◆ READING PASSAGE
— BEGIN —
During the past two decades, it has been established that the core regions of the relaxed clusters are generally characterized by a strongly peaked X-ray emissivity, indicating efficient cooling of the gas (e.g., Fabian 1994). Quite interestingly, spectroscopic observations with the Chandra and XMM-Newton satellites have demonstrated that, despite strong X-ray emission of the hot gas, only a relatively modest amount of this gas cools down to low temperatures (e.g., Peterson et al. 2001, Böhringer et al. 2001). This result is generally consistent with the low levels of star formation observed in the brightest cluster galaxies (BCGs; e.g., McDonald et al. 2011). It implies that a heating mechanism should compensate for radiative losses, thereby preventing the gas in cluster cores to cool down to low temperature. The presence of cool cores is also reflected in the observed temperature profiles (e.g. Leccardi & Molendi 2008, Pratt et al. 2007, Vikhlinin et al. 2006, see also Figure 4), which exhibit decline of temperature with decreasing radius in the innermost regions of relaxed cool-core clusters.

Figure 4

Figure 4. Comparison between temperature profiles, normalized to the global temperature measured within R180 by Leccardi & Molendi (2008), for a set of about 50 nearby clusters with z ltapprox 0.3 and with temperature kBTX > 3 keV, observed with the XMM-Newton (dots with errorbars) and results from cosmological hydrodynamical simulations including the effect of radiative cooling, star formation and supernova feedback in the form of galactic winds (solid curve; Borgani et al. 2004). From Leccardi & Molendi (2008).

One of the most important and most widely studied aspects of ICM properties are correlations between its different observable integrated quantities and between observable quantities and total mass. Such scaling relations are the key ingredient in cosmological uses of clusters, where it is particularly desirable that the relations are characterized by small scatter and are independent of the relaxation state and other properties of clusters. Although clusters are fascinatingly complex systems overall, they do exhibit some remarkable regularities. As an example, Figure 5 shows the correlation between the bolometric luminosity emitted from within R500 and the YX parameter defined as a product of gas mass within R500 and ICM temperature derived from the X-ray spectrum within the radial range (0.15 - 1)R500 (Kravtsov, Vikhlinin & Nagai 2006) for the Representative XMM-Newton Cluster Structure Survey (REXCESS) sample of clusters studied by Pratt et al. (2009). Different symbols indicate clusters in different states of relaxation, whereas clusters with strongly peaked central gas distribution (the cool core clusters) and clusters with less centrally concentrated gas distribution are shown with different colors. The left panel shows total luminosity integrated within radius R500, wheareas the right panel shows luminosity calculated with the central region within 0.15R500 excised. Quite clearly, the core-excised X-ray luminosity exhibits remarkably tight correlation with YX, which, in turn, is expected to correlate tightly with total cluster mass (Kravtsov, Vikhlinin & Nagai 2006, Stanek et al. 2010, Fabjan et al. 2011). This figure illustrates the general findings in the past decade that clusters exhibit strong regularity and tight correlations among X-ray observable quantities and total mass, provided that relevant quantities are measured after excluding the emission from cluster cores.
— END —
◆ REQUIRED TASKS
(1) According to the galaxy cluster passage, why must a heating mechanism compensate for radiative losses in cluster cores? Answer in one to three sentences.
(2) Write out the galaxy cluster passage between "Figure 4. Comparison" and "Leccardi & Molendi (2008).", inclusive.
The listing that follows has no connection to the galaxy cluster passage.

◆ STORED DATA
— BEGIN —
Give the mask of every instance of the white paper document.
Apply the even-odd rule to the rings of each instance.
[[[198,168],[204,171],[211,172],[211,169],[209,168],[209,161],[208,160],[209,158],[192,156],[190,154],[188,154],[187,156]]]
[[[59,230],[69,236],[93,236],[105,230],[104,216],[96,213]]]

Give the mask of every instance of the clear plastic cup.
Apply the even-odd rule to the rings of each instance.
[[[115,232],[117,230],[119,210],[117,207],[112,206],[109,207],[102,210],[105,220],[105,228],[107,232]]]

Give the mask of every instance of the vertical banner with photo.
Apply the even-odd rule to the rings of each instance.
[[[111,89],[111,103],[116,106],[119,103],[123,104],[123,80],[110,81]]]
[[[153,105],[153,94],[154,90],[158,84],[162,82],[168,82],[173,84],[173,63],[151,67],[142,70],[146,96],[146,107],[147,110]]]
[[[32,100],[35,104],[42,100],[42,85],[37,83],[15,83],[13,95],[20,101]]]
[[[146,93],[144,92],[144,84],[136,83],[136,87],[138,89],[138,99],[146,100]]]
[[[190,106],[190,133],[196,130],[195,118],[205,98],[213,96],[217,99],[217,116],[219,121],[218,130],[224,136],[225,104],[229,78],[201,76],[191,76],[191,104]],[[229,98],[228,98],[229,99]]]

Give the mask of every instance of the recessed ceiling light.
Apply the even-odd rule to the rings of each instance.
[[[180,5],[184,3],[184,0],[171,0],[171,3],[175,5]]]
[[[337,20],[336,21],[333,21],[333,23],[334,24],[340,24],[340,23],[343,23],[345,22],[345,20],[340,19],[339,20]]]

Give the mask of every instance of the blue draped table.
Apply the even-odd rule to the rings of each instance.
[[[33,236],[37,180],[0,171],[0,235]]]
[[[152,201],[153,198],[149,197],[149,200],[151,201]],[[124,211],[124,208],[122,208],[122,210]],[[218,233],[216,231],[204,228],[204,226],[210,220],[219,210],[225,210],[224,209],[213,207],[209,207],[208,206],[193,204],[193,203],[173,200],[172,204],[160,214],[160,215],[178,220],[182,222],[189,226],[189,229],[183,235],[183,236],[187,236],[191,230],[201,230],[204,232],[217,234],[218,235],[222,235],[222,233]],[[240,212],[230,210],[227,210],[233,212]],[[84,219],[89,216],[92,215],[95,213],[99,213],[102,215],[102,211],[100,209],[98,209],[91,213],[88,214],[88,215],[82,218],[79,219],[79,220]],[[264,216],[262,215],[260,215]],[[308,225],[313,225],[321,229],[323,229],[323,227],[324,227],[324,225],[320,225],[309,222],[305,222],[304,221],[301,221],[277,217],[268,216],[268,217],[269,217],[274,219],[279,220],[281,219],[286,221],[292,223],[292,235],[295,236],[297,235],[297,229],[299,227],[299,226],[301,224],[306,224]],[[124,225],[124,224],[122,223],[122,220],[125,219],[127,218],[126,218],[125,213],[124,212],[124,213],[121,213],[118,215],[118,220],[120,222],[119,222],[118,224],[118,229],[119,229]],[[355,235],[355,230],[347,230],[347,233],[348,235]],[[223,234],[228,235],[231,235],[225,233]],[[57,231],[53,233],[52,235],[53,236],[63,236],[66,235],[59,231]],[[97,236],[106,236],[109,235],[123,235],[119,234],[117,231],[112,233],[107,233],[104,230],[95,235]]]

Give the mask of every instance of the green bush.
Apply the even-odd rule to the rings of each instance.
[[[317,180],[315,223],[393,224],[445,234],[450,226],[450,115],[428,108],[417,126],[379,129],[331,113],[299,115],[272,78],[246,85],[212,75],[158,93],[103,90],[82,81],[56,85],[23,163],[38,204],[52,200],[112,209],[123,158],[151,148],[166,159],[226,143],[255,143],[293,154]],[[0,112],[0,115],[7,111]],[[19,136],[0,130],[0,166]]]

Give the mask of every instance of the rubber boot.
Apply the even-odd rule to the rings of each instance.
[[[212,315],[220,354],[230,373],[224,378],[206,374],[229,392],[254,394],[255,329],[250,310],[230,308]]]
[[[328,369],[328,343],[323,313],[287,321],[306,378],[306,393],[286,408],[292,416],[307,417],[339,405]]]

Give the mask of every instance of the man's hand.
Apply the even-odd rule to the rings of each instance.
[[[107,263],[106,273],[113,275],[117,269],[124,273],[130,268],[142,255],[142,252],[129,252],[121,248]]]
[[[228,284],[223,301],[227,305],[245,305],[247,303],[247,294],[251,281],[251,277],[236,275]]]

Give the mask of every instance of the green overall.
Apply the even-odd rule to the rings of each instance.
— END —
◆ TASK-BY-TASK RESULTS
(1) Chandra and XMM-Newton spectroscopy showed that, despite the strong X-ray emission of the hot gas, only a relatively modest amount of it cools to low temperatures, which agrees with the low star formation seen in the brightest cluster galaxies. A heating mechanism must therefore offset the radiative losses and keep the gas in cluster cores from cooling to low temperature.

(2)
Figure 4. Comparison between temperature profiles, normalized to the global temperature measured within R180 by Leccardi & Molendi (2008), for a set of about 50 nearby clusters with z ltapprox 0.3 and with temperature kBTX > 3 keV, observed with the XMM-Newton (dots with errorbars) and results from cosmological hydrodynamical simulations including the effect of radiative cooling, star formation and supernova feedback in the form of galactic winds (solid curve; Borgani et al. 2004). From Leccardi & Molendi (2008).